Stated task 1 = In the Apulia tour itinerary, what is the maximum quantity allowed for each liquid, gel or paste carried in hand luggage?
Stated task 2 = Carry on writing the Apulia tour itinerary after its final sentence.

Given text =
[START]
Apulia, Lecce and Vieste - Undiscovered Italy
10:26–13:34 Cleethorpes–Manchester Airport
16:00–20:10 Ryanair FR8894 Manchester Airport–Brindisi Airport
Hilton Garden Inn, Lecce


On arrival at the airport, please go to the appropriate check-in desk or baggage drop.
It is recommended that you check in two hours before departure and then proceed through emigration and passport control into the departure lounge. Here you will find bars, restaurants and shops selling everything you are likely to need whilst on holiday.

The gate number and boarding instructions are clearly displayed on television screens throughout the Terminal. Please comply with these instructions, as announcements may not be made. The general level of security at airports has been increased in line with the Department of Transport directives. Wherever possible you should pack liquids in your hold baggage, as there are restrictions on the amount you can take in your hand luggage. All liquids, gels and pastes are limited to a maximum quantity of 100ml and must be carried in a single, transparent, re-sealable plastic bag. This must be presented separately for inspection at the airport security point. All sharp implements should be packed in your suitcase.
[END]
Object point labels:
[START]
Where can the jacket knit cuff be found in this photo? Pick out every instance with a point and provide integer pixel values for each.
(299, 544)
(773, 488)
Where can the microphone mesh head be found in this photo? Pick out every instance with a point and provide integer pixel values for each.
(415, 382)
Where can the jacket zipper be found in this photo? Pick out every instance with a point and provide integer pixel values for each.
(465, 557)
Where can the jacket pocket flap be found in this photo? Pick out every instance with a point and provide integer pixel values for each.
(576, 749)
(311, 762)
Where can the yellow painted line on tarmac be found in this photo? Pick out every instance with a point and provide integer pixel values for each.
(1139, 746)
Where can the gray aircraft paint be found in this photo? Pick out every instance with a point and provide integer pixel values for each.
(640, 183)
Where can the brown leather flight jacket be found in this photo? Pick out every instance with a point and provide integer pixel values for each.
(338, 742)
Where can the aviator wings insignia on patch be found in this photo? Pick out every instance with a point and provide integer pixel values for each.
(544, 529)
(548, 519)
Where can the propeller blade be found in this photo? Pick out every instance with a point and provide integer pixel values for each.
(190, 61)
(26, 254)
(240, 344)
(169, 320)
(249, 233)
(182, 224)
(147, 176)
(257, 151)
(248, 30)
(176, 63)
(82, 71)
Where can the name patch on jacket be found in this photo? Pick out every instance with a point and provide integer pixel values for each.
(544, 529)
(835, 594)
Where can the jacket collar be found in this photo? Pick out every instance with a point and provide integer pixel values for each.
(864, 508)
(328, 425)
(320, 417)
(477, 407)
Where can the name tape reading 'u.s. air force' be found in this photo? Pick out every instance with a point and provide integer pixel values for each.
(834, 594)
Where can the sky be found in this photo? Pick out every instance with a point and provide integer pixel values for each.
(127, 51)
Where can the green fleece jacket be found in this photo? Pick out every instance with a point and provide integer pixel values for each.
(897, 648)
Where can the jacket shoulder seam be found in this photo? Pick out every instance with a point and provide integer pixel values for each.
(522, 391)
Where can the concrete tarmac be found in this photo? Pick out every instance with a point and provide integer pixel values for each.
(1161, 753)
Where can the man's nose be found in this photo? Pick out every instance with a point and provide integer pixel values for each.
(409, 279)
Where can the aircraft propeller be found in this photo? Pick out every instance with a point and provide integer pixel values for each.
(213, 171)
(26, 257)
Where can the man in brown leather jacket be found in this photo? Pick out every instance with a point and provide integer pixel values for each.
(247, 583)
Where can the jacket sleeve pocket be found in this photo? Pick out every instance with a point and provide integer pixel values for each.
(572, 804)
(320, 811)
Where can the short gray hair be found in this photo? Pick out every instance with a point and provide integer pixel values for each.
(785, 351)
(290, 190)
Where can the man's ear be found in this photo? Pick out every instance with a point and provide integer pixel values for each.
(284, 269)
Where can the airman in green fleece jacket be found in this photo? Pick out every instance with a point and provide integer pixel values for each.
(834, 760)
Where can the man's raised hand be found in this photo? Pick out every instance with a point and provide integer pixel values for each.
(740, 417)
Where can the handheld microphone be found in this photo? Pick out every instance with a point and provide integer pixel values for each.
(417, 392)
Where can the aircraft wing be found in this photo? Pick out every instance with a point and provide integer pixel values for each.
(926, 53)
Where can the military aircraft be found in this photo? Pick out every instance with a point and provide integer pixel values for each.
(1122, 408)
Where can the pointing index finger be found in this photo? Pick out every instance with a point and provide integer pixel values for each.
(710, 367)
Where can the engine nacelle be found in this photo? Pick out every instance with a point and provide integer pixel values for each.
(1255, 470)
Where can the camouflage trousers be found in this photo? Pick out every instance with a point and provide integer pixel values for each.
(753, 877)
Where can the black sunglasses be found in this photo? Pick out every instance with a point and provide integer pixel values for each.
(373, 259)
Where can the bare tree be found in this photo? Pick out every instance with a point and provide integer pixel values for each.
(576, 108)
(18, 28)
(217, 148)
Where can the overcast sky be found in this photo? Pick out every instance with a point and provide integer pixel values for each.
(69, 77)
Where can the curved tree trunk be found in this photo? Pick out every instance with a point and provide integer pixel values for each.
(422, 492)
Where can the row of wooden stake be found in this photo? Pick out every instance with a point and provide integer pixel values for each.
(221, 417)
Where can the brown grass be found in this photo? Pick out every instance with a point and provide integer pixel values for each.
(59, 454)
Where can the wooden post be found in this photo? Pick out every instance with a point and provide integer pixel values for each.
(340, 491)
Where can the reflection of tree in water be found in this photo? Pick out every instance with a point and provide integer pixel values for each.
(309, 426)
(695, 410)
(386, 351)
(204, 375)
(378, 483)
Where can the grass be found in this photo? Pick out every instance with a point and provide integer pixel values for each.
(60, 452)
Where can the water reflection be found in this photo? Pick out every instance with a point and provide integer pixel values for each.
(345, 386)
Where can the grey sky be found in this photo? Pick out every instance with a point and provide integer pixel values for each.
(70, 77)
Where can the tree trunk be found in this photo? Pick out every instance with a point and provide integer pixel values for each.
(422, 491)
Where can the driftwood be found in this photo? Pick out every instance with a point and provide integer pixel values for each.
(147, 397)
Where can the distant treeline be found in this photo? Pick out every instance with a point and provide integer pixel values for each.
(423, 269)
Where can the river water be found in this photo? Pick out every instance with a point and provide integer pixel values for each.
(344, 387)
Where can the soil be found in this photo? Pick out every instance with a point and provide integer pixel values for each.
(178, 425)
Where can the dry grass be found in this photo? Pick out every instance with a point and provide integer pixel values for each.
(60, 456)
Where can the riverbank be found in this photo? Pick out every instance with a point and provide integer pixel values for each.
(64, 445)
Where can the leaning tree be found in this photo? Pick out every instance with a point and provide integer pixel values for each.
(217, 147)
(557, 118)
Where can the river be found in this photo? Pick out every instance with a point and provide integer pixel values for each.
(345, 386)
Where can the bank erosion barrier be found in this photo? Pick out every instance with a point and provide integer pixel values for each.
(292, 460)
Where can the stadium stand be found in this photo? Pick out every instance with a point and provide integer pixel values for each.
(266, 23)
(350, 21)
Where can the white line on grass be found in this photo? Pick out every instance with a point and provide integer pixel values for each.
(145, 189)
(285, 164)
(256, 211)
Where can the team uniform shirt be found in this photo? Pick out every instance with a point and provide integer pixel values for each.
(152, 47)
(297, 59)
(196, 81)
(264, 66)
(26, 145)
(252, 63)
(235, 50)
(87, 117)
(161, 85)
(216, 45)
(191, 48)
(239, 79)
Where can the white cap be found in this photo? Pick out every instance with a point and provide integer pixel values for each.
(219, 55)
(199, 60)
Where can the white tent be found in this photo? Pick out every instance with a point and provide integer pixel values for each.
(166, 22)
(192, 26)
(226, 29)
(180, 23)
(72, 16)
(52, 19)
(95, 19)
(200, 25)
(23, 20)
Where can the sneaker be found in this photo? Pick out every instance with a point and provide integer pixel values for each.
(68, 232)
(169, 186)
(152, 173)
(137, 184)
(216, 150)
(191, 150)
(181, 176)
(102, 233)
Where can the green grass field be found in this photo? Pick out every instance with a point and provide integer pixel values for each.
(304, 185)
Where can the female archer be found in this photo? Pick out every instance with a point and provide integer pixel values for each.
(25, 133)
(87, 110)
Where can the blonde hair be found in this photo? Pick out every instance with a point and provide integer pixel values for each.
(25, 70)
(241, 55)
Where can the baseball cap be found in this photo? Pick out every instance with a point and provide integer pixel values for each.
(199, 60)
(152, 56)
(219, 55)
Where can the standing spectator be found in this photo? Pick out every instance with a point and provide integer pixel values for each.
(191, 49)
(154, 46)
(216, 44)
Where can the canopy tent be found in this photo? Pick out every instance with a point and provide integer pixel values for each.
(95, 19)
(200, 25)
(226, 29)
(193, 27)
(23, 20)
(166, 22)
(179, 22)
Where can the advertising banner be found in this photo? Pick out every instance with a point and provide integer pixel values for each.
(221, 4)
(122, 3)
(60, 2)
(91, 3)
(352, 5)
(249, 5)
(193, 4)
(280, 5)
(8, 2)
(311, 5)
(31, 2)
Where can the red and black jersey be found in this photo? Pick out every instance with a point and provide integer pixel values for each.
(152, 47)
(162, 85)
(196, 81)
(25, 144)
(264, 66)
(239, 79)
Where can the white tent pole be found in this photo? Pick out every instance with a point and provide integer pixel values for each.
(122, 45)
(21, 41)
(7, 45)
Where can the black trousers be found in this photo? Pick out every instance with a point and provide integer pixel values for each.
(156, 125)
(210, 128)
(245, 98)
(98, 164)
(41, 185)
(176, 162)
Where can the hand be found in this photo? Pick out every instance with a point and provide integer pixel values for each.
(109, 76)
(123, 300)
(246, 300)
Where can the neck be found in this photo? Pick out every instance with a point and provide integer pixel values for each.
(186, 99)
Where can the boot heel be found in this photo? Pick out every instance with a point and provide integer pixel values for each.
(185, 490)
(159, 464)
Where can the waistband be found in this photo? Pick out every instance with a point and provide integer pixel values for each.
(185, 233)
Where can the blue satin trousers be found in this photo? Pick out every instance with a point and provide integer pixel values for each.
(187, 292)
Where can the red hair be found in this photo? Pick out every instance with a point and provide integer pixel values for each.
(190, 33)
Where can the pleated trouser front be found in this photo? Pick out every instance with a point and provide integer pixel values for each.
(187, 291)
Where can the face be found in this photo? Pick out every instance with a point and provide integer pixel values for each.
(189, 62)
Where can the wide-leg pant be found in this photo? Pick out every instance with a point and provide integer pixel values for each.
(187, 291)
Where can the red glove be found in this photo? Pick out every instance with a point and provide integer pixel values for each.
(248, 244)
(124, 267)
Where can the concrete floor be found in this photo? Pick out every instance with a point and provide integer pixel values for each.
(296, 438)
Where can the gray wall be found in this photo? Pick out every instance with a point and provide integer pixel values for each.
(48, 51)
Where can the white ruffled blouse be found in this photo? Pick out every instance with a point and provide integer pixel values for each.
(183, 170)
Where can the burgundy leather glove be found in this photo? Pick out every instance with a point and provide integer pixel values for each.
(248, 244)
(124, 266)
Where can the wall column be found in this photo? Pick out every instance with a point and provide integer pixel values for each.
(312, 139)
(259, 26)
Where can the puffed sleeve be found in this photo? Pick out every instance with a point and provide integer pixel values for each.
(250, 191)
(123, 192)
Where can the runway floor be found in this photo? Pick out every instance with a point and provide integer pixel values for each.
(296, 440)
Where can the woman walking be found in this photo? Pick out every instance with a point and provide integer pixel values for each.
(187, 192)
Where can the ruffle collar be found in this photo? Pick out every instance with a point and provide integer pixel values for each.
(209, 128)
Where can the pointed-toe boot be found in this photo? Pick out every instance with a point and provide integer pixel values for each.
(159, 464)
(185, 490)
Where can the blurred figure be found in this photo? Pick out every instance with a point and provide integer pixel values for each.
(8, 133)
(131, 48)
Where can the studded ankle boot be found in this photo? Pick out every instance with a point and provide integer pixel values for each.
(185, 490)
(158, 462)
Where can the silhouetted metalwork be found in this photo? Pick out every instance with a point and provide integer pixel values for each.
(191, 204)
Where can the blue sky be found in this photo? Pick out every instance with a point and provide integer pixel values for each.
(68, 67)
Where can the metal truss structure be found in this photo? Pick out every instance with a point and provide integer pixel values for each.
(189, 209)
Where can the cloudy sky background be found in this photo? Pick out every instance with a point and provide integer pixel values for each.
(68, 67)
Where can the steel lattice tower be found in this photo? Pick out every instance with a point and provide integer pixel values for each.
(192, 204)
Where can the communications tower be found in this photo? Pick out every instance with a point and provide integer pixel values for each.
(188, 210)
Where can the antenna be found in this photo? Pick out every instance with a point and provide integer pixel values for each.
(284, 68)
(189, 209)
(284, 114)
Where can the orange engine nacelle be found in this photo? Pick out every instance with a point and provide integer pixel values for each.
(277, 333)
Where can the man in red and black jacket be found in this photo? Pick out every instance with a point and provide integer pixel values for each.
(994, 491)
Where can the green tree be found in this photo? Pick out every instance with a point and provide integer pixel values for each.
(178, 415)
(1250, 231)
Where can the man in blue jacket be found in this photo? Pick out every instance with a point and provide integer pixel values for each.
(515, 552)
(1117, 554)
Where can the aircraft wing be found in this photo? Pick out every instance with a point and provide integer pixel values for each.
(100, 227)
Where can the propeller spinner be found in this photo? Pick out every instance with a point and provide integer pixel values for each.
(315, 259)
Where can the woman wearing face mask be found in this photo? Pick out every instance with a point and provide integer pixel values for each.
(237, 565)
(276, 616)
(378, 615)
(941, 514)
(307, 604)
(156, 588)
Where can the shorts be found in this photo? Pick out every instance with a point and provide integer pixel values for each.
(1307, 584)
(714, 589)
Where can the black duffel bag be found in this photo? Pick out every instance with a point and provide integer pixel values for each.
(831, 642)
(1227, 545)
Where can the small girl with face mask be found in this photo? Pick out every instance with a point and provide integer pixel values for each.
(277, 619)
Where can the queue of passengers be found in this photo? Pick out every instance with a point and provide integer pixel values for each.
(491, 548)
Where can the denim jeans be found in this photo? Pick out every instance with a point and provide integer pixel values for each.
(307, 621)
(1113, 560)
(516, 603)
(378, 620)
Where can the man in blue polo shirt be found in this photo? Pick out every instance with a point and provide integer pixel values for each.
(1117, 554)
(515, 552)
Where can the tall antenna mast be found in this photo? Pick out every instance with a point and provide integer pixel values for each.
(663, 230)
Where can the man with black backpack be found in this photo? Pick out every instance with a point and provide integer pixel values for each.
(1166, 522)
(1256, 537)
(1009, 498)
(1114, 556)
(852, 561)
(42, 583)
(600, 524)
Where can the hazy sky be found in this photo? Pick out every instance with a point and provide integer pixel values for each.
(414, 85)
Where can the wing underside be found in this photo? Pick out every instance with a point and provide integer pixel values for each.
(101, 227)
[END]
Reply 1 = 100ml.

Reply 2 =
On 2 July 2014 the DfT announced they were stepping up some aviation security measures. In line with the US advice, passengers on some routes into and out of the UK may now also be required to show that electronic devices in their hand luggage are powered up or face not being allowed to bring the device onto the aircraft. Passengers flying into or out of the UK are therefore advised to make sure electronic devices being carried in their hand luggage are charged before they travel.
On arrival at the airport, you should retrieve your cases and proceed through customs. Follow signs for arrivals until you come into the main Arrivals Hall, where our tour manager will meet you. Please bear in mind that they may be travelling on the same flight, and so could be the last to arrive at the meeting point. Please remain there until met.

Please note that in order to operate this tour successfully all clients may not necessarily be travelling on the same flight. This will not affect the overall content of your holiday.

The coach will then take you to the hotel (transfer time: approximately two hours and thirty minutes from Bari Airport, 45 minutes from Brindisi Airport), where you will stay for the next two nights on a half board basis. Please note that because of your flight’s late arrival, dinner will not be included on day 1. A replacement lunch will be offered on day 2.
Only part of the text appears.